> [EXTRACTED MATERIAL]:
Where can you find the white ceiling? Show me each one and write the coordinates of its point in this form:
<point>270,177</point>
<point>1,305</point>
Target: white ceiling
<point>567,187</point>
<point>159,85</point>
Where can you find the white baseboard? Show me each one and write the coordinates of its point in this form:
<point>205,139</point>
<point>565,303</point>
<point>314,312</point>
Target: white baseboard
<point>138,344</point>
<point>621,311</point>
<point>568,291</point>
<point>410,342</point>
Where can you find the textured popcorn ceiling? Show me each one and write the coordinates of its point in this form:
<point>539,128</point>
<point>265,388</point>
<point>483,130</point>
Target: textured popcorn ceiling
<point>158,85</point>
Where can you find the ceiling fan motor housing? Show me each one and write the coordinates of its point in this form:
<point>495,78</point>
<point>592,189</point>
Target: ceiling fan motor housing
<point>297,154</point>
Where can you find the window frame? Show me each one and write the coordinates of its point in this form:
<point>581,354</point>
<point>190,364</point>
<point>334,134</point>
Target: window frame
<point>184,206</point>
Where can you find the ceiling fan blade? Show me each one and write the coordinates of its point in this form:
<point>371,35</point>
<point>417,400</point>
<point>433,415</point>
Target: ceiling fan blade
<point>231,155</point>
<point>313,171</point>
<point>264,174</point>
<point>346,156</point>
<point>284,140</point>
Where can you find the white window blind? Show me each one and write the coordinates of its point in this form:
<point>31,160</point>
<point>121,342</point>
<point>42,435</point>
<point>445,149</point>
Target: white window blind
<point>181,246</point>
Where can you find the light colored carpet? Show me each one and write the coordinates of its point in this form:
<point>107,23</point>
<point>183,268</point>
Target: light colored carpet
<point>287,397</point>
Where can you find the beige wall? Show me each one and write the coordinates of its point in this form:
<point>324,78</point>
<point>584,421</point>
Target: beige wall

> [EXERCISE]: Extract every line from the one with "Where can you find the window" down to the final line above, both included, exactly as written.

> [EXERCISE SOLUTION]:
Where can you find the window frame? Show me each one and write the coordinates of its point in this form:
<point>581,354</point>
<point>190,364</point>
<point>334,134</point>
Target: window frame
<point>184,206</point>
Where can you find the ceiling fan blade? Show me each one and write the coordinates of its point in this form:
<point>371,35</point>
<point>417,400</point>
<point>433,415</point>
Target: ceiling fan blade
<point>231,155</point>
<point>313,171</point>
<point>264,174</point>
<point>346,156</point>
<point>284,140</point>
Where can you find the white window blind? Show me each one and write the coordinates of its point in this form:
<point>31,160</point>
<point>121,342</point>
<point>42,435</point>
<point>445,149</point>
Target: white window blind
<point>181,246</point>
Where can you find the light colored carpet? Show me each one and write the coordinates of its point in this form:
<point>107,23</point>
<point>183,268</point>
Target: light colored carpet
<point>287,397</point>
Where can you find the beige wall? Show me each one and write the coordinates of its point in this form:
<point>324,78</point>
<point>584,421</point>
Target: beige wall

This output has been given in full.